Reproduce every record below exactly, without the pictures.

Region pointing data
[Start of Attachment]

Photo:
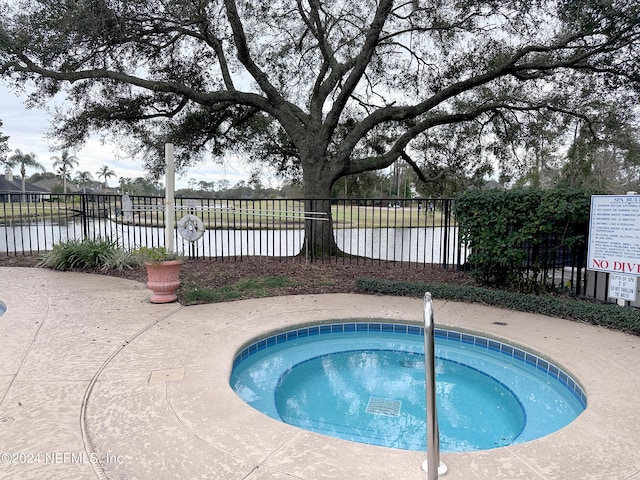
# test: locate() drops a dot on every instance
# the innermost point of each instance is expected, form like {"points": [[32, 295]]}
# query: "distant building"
{"points": [[11, 190]]}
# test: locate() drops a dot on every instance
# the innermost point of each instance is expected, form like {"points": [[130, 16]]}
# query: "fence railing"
{"points": [[409, 232], [403, 233]]}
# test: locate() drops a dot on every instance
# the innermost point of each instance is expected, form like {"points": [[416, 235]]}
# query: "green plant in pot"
{"points": [[163, 273]]}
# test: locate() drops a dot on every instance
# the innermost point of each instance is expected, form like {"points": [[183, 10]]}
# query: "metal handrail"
{"points": [[432, 465]]}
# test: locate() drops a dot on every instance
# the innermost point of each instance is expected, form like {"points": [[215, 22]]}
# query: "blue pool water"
{"points": [[365, 382]]}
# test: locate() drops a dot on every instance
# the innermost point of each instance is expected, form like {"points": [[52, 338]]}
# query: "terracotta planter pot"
{"points": [[163, 279]]}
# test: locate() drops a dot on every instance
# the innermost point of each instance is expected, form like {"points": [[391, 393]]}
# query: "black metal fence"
{"points": [[402, 233], [414, 232]]}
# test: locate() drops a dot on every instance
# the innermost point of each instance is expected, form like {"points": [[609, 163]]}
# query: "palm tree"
{"points": [[65, 163], [83, 178], [106, 173], [24, 160]]}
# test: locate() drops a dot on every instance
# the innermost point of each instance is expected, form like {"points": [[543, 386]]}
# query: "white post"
{"points": [[169, 199]]}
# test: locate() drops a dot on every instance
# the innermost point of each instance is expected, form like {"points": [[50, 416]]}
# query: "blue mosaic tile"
{"points": [[515, 353]]}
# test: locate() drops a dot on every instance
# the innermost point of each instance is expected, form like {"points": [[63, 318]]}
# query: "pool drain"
{"points": [[384, 406]]}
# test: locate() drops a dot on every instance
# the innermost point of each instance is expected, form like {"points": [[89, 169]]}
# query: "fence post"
{"points": [[169, 199], [84, 213]]}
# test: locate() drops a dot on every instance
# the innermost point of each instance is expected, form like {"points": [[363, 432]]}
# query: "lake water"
{"points": [[420, 245]]}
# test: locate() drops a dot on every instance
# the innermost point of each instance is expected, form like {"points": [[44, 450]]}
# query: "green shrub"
{"points": [[514, 235], [85, 254], [608, 315]]}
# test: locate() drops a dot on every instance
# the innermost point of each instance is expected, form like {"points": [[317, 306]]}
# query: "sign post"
{"points": [[169, 199]]}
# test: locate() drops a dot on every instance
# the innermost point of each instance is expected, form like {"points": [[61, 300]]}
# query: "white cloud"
{"points": [[27, 130]]}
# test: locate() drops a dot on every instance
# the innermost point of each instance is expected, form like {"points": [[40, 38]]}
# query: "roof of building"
{"points": [[15, 186]]}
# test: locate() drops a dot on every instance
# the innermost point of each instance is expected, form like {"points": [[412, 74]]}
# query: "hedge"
{"points": [[606, 315]]}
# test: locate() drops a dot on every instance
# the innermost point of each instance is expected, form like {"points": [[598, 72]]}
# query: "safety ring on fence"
{"points": [[190, 227]]}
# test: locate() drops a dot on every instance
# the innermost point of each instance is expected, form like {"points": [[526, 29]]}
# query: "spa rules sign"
{"points": [[614, 238]]}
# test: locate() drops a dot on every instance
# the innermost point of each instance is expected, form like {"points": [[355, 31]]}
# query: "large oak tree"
{"points": [[334, 88]]}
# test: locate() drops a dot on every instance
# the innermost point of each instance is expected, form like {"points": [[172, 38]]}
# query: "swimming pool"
{"points": [[364, 381]]}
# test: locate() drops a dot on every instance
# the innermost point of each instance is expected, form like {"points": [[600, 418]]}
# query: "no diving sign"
{"points": [[622, 286]]}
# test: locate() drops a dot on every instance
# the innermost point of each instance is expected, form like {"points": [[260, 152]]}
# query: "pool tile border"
{"points": [[515, 353]]}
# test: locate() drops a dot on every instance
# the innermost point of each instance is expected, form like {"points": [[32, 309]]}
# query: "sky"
{"points": [[27, 130]]}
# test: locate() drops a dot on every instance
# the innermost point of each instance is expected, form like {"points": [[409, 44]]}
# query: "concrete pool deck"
{"points": [[96, 382]]}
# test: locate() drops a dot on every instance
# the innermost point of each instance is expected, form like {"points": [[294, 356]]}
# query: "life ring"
{"points": [[190, 228]]}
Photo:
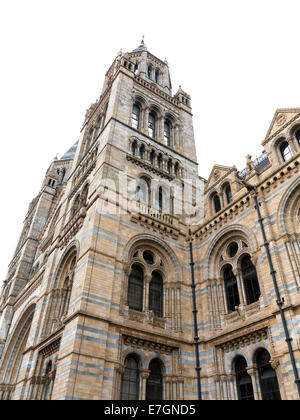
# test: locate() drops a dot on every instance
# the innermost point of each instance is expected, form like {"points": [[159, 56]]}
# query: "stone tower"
{"points": [[99, 285]]}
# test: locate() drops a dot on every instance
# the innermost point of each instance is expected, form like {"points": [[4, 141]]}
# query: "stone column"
{"points": [[144, 120], [239, 279], [231, 379], [252, 371], [160, 129], [145, 373], [147, 280]]}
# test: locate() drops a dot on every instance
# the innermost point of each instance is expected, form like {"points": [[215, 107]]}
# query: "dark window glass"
{"points": [[250, 279], [130, 380], [298, 136], [267, 377], [286, 151], [159, 161], [167, 134], [233, 249], [152, 157], [217, 203], [151, 125], [136, 288], [228, 194], [176, 169], [142, 151], [231, 288], [160, 199], [154, 389], [133, 148], [135, 119], [156, 295], [148, 257], [243, 381]]}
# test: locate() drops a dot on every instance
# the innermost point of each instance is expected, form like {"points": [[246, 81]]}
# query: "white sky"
{"points": [[239, 60]]}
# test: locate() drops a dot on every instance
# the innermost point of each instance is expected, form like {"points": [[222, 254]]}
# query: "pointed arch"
{"points": [[232, 230], [285, 201], [151, 239], [15, 348]]}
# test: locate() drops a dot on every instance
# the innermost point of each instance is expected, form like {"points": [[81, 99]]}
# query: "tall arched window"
{"points": [[136, 288], [228, 193], [159, 161], [151, 124], [217, 203], [67, 287], [135, 118], [156, 294], [243, 380], [298, 136], [133, 148], [250, 280], [267, 377], [167, 133], [152, 157], [176, 169], [130, 380], [154, 389], [286, 152], [231, 289], [142, 151], [160, 201]]}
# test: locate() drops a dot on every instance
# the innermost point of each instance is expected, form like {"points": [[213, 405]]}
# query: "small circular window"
{"points": [[148, 257], [233, 249]]}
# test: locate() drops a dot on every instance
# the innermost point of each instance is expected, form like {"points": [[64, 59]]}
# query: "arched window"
{"points": [[65, 297], [267, 377], [47, 386], [231, 289], [142, 151], [157, 76], [159, 161], [130, 380], [151, 124], [133, 148], [160, 203], [228, 194], [217, 203], [76, 206], [135, 118], [154, 389], [62, 175], [286, 151], [136, 288], [167, 133], [250, 280], [156, 294], [298, 136], [84, 195], [152, 157], [176, 169], [243, 380]]}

[End of Attachment]

**Answer section:**
Photo:
# test: locate() drops a dot on every instance
# the innermost point of each instance is expected, form like {"points": [[32, 295]]}
# query: "distant building"
{"points": [[11, 190]]}
# test: locate() drops a dot on every instance
# the innermost point of each instance is expected, form like {"points": [[130, 16]]}
# query: "fence railing"
{"points": [[409, 232], [403, 233]]}
# test: locate() drops a dot on every instance
# the innermost point of each instance is expected, form like {"points": [[416, 235]]}
# query: "green plant in pot"
{"points": [[163, 273]]}
# test: locate() drops a dot on every instance
# the innermost point of each instance is expected, form like {"points": [[183, 10]]}
# query: "metal handrail"
{"points": [[432, 465]]}
# test: locate() drops a dot on every instance
# the innermost point of each instance is expected, form like {"points": [[215, 22]]}
# query: "blue pool water"
{"points": [[365, 382]]}
# test: locate() drops a dot on every instance
# the innermost point of each instance is expected, form like {"points": [[52, 338]]}
# query: "terracotta planter pot"
{"points": [[163, 279]]}
# test: locate() drops a dot on every instance
# the innermost point of each instance is expected, form like {"points": [[391, 393]]}
# query: "black metal fence"
{"points": [[402, 233], [414, 232]]}
# test: locate() drops a dot on every instance
# the innermost point of each instance is expected, form like {"points": [[609, 163]]}
# query: "palm tree"
{"points": [[65, 163], [83, 178], [106, 173], [24, 160]]}
# test: locate() drops a dot on every instance
# the innermost point of each instance is expected, form like {"points": [[543, 386]]}
# query: "white post"
{"points": [[169, 199]]}
# test: locate() drops a dot on every instance
# the innermost point of each instance is expected, form like {"points": [[50, 416]]}
# query: "blue mosaic tile"
{"points": [[515, 353]]}
# test: locate() drops a dot on every instance
# the innermost point of each instance is expected, form like {"points": [[63, 318]]}
# query: "pool drain"
{"points": [[384, 406]]}
# test: locate() drops a dot on every instance
# the innermost point of each instance is expected, form like {"points": [[89, 169]]}
# query: "fence post"
{"points": [[169, 199], [84, 213]]}
# test: locate() drops a dot on every instance
# the innermost point of each instance is expected, form like {"points": [[363, 432]]}
# query: "lake water"
{"points": [[420, 245]]}
# test: locate() drops a dot on every instance
# the innermost point of each instance is expected, form like {"points": [[44, 450]]}
# query: "green shrub"
{"points": [[514, 235], [85, 254], [608, 315]]}
# test: locate() drops a dot on every instance
# the innermost point of each instance is expected, form like {"points": [[317, 306]]}
# query: "sign post"
{"points": [[169, 199]]}
# test: locate() drops a dot on every instance
# the innermost point of each instance is expected, form like {"points": [[61, 300]]}
# query: "white cloud"
{"points": [[27, 130]]}
# test: locate() drops a dot on every instance
# the innermost point of each instance is expected, form like {"points": [[40, 38]]}
# query: "roof of building"
{"points": [[15, 186]]}
# test: locate() drops a dot on every instance
# the innermost point of each instance is expected, form like {"points": [[412, 74]]}
# query: "hedge"
{"points": [[606, 315]]}
# test: locate() drops a dot on every instance
# the innermost point of each instance is expected, form like {"points": [[598, 72]]}
# query: "safety ring on fence"
{"points": [[190, 227]]}
# test: locate() drops a dot on every instance
# the innermost point of each instance is expected, form like {"points": [[526, 29]]}
# query: "spa rules sign"
{"points": [[614, 238]]}
# test: locate() drops a dot on every instance
# the innermost point of each instance is expected, form like {"points": [[355, 31]]}
# query: "large oak tree"
{"points": [[334, 88]]}
# test: locate() drops a dot on every instance
# the innermost point of each instance is expected, form like {"points": [[172, 38]]}
# query: "swimming pool"
{"points": [[364, 381]]}
# test: locate() drops a dot on every instance
# the innermost point of each instance is expected, form like {"points": [[600, 418]]}
# query: "no diving sign"
{"points": [[622, 286]]}
# test: locate() drops a dot on every instance
# the innermost point of each instance is expected, form like {"points": [[260, 152]]}
# query: "pool tile border"
{"points": [[515, 353]]}
# test: locate() drops a dot on every instance
# the innermost point of each instance is expected, form like {"points": [[32, 309]]}
# query: "sky"
{"points": [[27, 130]]}
# test: locate() drops a dot on every instance
# the innermost point of each instance is expected, form like {"points": [[409, 44]]}
# query: "concrete pool deck"
{"points": [[96, 382]]}
# test: locate() drops a dot on every instance
# the innermost point of each instance is expected, form like {"points": [[294, 356]]}
# query: "life ring"
{"points": [[190, 228]]}
Photo:
# test: locate() drops a dot on every instance
# the innermost point of each instance is expected, form like {"points": [[159, 56]]}
# query: "stone tower"
{"points": [[99, 285]]}
# test: locate() drops a dot on every instance
# the innermost point of each instance is expected, form like {"points": [[4, 141]]}
# query: "stone column"
{"points": [[144, 120], [239, 279], [231, 379], [252, 371], [160, 129], [145, 373], [147, 280]]}
# test: locate() drops a dot on every instance
# the innermost point of each instance is expected, form like {"points": [[215, 107]]}
# query: "dark window glass"
{"points": [[250, 279], [130, 380], [298, 136], [267, 377], [286, 151], [159, 161], [167, 134], [233, 249], [152, 157], [217, 203], [151, 125], [136, 288], [228, 194], [176, 169], [142, 151], [231, 288], [160, 199], [154, 389], [133, 148], [135, 119], [156, 295], [148, 257], [243, 381]]}
# test: locate() drops a dot on every instance
# the innermost point of each instance is expected, form like {"points": [[246, 81]]}
# query: "white sky"
{"points": [[239, 60]]}
# test: locate() drops a dot on every instance
# the innermost point of each instance is expected, form like {"points": [[222, 254]]}
# query: "pointed arch"
{"points": [[232, 230], [285, 201], [151, 239], [15, 348]]}
# test: locate() drops a dot on every instance
# the innermost point of each instance is expected, form like {"points": [[81, 99]]}
# query: "tall arched window"
{"points": [[136, 288], [228, 193], [159, 161], [151, 124], [217, 203], [67, 287], [135, 118], [156, 294], [243, 380], [298, 136], [133, 148], [250, 280], [267, 377], [167, 133], [152, 157], [176, 169], [130, 380], [154, 389], [286, 152], [231, 289], [142, 151], [160, 201]]}
# test: locate() drops a dot on every instance
# the innermost point of each instance is expected, form like {"points": [[213, 405]]}
# query: "small circular window"
{"points": [[148, 257], [233, 249]]}
# test: locate() drops a dot on every instance
# the innermost point of each instance is expected, form like {"points": [[64, 59]]}
# query: "arched window"
{"points": [[65, 297], [267, 377], [47, 386], [231, 289], [142, 151], [157, 76], [159, 161], [130, 380], [151, 124], [133, 148], [160, 203], [228, 194], [217, 203], [76, 206], [135, 118], [154, 389], [62, 175], [286, 151], [136, 288], [167, 133], [250, 280], [156, 294], [298, 136], [84, 195], [152, 157], [176, 169], [243, 380]]}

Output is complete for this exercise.